(Pointing dataset excerpts)
════

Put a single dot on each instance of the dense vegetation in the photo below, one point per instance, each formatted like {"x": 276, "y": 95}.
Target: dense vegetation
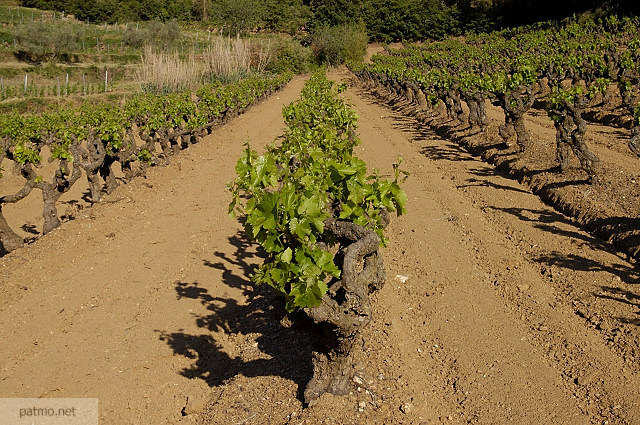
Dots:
{"x": 90, "y": 140}
{"x": 391, "y": 20}
{"x": 568, "y": 67}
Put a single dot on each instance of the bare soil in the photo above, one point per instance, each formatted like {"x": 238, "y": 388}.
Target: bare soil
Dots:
{"x": 498, "y": 309}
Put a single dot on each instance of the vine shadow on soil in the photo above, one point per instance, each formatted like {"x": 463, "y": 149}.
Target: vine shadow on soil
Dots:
{"x": 289, "y": 348}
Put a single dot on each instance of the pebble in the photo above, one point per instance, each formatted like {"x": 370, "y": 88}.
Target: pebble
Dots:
{"x": 406, "y": 408}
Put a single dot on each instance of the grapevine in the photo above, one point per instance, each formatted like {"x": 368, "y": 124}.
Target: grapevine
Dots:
{"x": 316, "y": 212}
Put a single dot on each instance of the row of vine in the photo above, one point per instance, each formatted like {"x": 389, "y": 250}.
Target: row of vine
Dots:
{"x": 90, "y": 140}
{"x": 568, "y": 67}
{"x": 320, "y": 217}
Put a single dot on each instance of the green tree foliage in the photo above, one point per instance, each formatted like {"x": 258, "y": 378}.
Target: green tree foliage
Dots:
{"x": 340, "y": 43}
{"x": 408, "y": 19}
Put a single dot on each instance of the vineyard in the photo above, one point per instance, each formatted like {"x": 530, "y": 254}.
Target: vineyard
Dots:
{"x": 446, "y": 233}
{"x": 574, "y": 72}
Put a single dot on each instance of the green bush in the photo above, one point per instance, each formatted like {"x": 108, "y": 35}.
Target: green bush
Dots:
{"x": 289, "y": 55}
{"x": 157, "y": 33}
{"x": 339, "y": 44}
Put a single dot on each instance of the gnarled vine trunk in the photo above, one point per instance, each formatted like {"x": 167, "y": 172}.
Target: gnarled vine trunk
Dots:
{"x": 345, "y": 309}
{"x": 570, "y": 131}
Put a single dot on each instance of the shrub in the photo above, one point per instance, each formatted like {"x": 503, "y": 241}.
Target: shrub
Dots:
{"x": 339, "y": 44}
{"x": 290, "y": 55}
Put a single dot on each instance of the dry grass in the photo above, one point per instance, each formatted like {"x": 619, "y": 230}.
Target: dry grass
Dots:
{"x": 224, "y": 59}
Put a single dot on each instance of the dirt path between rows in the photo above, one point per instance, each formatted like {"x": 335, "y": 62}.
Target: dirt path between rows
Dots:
{"x": 497, "y": 309}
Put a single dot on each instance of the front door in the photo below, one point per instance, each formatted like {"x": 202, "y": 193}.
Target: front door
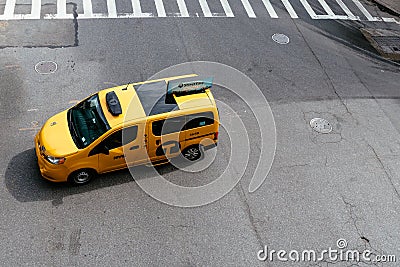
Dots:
{"x": 123, "y": 140}
{"x": 165, "y": 138}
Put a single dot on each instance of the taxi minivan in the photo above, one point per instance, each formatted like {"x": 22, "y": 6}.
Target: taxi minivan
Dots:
{"x": 139, "y": 123}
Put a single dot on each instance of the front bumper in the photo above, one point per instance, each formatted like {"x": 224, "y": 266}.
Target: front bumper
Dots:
{"x": 51, "y": 172}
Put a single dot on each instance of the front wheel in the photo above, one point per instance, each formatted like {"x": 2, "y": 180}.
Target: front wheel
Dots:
{"x": 192, "y": 153}
{"x": 81, "y": 177}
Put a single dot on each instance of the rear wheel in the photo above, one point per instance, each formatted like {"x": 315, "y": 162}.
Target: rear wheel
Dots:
{"x": 192, "y": 153}
{"x": 82, "y": 176}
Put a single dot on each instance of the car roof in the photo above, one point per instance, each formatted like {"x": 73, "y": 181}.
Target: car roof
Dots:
{"x": 144, "y": 99}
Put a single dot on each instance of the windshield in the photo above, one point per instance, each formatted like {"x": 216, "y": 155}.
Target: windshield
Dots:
{"x": 87, "y": 121}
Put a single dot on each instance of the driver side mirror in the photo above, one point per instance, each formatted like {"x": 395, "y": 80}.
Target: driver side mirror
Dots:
{"x": 100, "y": 149}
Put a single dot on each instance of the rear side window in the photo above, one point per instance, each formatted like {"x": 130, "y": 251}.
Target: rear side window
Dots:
{"x": 115, "y": 139}
{"x": 199, "y": 120}
{"x": 177, "y": 124}
{"x": 170, "y": 125}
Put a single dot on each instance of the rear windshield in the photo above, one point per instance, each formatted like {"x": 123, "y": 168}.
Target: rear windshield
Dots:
{"x": 87, "y": 122}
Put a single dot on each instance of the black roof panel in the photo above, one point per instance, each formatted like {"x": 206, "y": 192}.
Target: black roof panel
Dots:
{"x": 152, "y": 97}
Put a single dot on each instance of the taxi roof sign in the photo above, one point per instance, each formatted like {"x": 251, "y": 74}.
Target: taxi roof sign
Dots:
{"x": 189, "y": 85}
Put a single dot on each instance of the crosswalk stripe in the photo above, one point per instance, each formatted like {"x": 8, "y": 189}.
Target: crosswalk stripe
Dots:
{"x": 365, "y": 12}
{"x": 137, "y": 9}
{"x": 309, "y": 9}
{"x": 35, "y": 9}
{"x": 61, "y": 8}
{"x": 9, "y": 9}
{"x": 347, "y": 10}
{"x": 249, "y": 9}
{"x": 205, "y": 8}
{"x": 290, "y": 9}
{"x": 87, "y": 8}
{"x": 327, "y": 9}
{"x": 160, "y": 8}
{"x": 111, "y": 8}
{"x": 270, "y": 9}
{"x": 227, "y": 8}
{"x": 183, "y": 8}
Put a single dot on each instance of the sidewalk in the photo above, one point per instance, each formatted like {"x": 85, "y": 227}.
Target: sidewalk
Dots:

════

### GIVEN PROBLEM
Copy the listing word for word, excluding its pictures.

### REPLY
Put a single dot on each instance of the dense vegetation in the photo below, one point per instance, each formatted like {"x": 276, "y": 95}.
Target: dense vegetation
Dots:
{"x": 90, "y": 140}
{"x": 391, "y": 20}
{"x": 568, "y": 67}
Put a single dot on each instance of the bare soil in the photo above, one point per instance, each formatted like {"x": 238, "y": 388}.
Target: bare soil
Dots:
{"x": 498, "y": 309}
Put a single dot on each instance of the vine shadow on soil in the photo above, one point per instance, each formatted like {"x": 463, "y": 149}.
Target: vine shadow on soil
Dots:
{"x": 289, "y": 348}
Put a single dot on each instance of the pebble in the photo above, one point per instance, each formatted like {"x": 370, "y": 88}.
Target: pebble
Dots:
{"x": 406, "y": 408}
Put a single dot on each instance of the grapevine in the photo above, one point per instance, each formatted like {"x": 368, "y": 124}.
Target: grapevine
Dots:
{"x": 316, "y": 212}
Put a single dot on each instance of the row of vine in the photo above, one point per instance, each formatted like {"x": 389, "y": 250}.
Target: row of vine
Dots:
{"x": 90, "y": 140}
{"x": 568, "y": 67}
{"x": 320, "y": 217}
Put a single dot on each instance of the green tree foliage in the photo above, one point per instance, each formatted like {"x": 258, "y": 378}.
Target: green tree foliage
Dots:
{"x": 340, "y": 43}
{"x": 408, "y": 19}
Put a single dot on each instance of the vineyard in the photo above, one point per instance, each formatted like {"x": 530, "y": 254}.
Target: vineyard
Dots:
{"x": 446, "y": 233}
{"x": 574, "y": 72}
Put a single dot on each instance of the green bush in the photo above, one point per instance, each formatted like {"x": 108, "y": 35}.
Target: green bush
Dots:
{"x": 289, "y": 55}
{"x": 157, "y": 33}
{"x": 339, "y": 44}
Put a single dot on each instance of the gnarled vine trunk in the photo above, one point per instance, each formatted like {"x": 167, "y": 172}.
Target: gnarled vine trunk
Dots:
{"x": 345, "y": 309}
{"x": 570, "y": 131}
Put a single dot on each instance of the shrub in the photo above, one point per instance, each formatted like {"x": 503, "y": 241}.
Target: shrub
Dots:
{"x": 339, "y": 44}
{"x": 290, "y": 55}
Put a single dot on each instance of the dry grass in the photo above, one point per instance, each formatted like {"x": 619, "y": 230}.
Target: dry grass
Dots:
{"x": 224, "y": 59}
Put a single dot on each instance of the dirt path between rows in the photo above, one point per instance, each formatted like {"x": 335, "y": 62}.
Target: dirt path between rows
Dots:
{"x": 497, "y": 309}
Put a single dot on each instance of the front door in the photo below, one point per instance, each formatted like {"x": 202, "y": 193}.
Target: front door
Dots:
{"x": 123, "y": 140}
{"x": 165, "y": 138}
Put a single dot on each instance of the taxi minivan in the photo above, one point per instance, each formatted like {"x": 22, "y": 6}.
Target: taxi minivan
Dots:
{"x": 139, "y": 123}
Put a single dot on each instance of the front bumper in the photo above, one point per instance, each formatted like {"x": 224, "y": 266}.
Target: front bumper
Dots:
{"x": 51, "y": 172}
Put a single dot on each instance of the front wheel in the photo above, one point per instance, each formatted like {"x": 2, "y": 180}.
Target: front wheel
Dots:
{"x": 192, "y": 153}
{"x": 81, "y": 177}
Put a single dot on each instance of the rear wheel in the photo above, one point per instance, each formatted like {"x": 315, "y": 162}.
Target: rear wheel
Dots:
{"x": 192, "y": 153}
{"x": 82, "y": 176}
Put a single dot on each instance of the car roof in the photo above, one point per instance, each formatted like {"x": 73, "y": 181}.
Target: car roof
Dots:
{"x": 144, "y": 99}
Put a single dot on each instance of the windshield in the photo above, one point per instance, each formatted like {"x": 216, "y": 155}.
Target: windshield
Dots:
{"x": 87, "y": 121}
Put a single dot on each instance of the driver side mirror in the photo above, one point per instance, each formatted like {"x": 395, "y": 80}.
Target: driver side mirror
Dots:
{"x": 100, "y": 149}
Put a single dot on each instance of the rear side window in the photo above, one point per instance, each formatted like {"x": 130, "y": 251}.
Target: rear side window
Dots:
{"x": 115, "y": 139}
{"x": 199, "y": 120}
{"x": 177, "y": 124}
{"x": 170, "y": 125}
Put a single dot on each instance of the rear windshield in the photo above, one point per instance, each formatted like {"x": 123, "y": 168}.
Target: rear windshield
Dots:
{"x": 87, "y": 122}
Put a single dot on each instance of the black roof panel in the photo above, one point per instance, each formatted like {"x": 206, "y": 192}.
Target: black roof panel
Dots:
{"x": 152, "y": 97}
Put a single dot on each instance of the taxi roof sign in the photo above, one point per instance, each formatted like {"x": 251, "y": 74}.
Target: taxi roof sign
Dots:
{"x": 189, "y": 85}
Put a single dot on each instance of the crosswalk stripe in the photo above, one point per instance, each formatted like {"x": 8, "y": 189}.
Target: crosswalk stripe
Dots:
{"x": 365, "y": 12}
{"x": 137, "y": 9}
{"x": 309, "y": 9}
{"x": 35, "y": 9}
{"x": 61, "y": 8}
{"x": 9, "y": 9}
{"x": 347, "y": 10}
{"x": 249, "y": 9}
{"x": 205, "y": 8}
{"x": 290, "y": 9}
{"x": 87, "y": 8}
{"x": 327, "y": 9}
{"x": 160, "y": 8}
{"x": 111, "y": 8}
{"x": 270, "y": 9}
{"x": 227, "y": 8}
{"x": 183, "y": 8}
Put a single dot on each instance of the sidewalk in the photo above, one point per instance, each formatted like {"x": 85, "y": 227}.
Target: sidewalk
Dots:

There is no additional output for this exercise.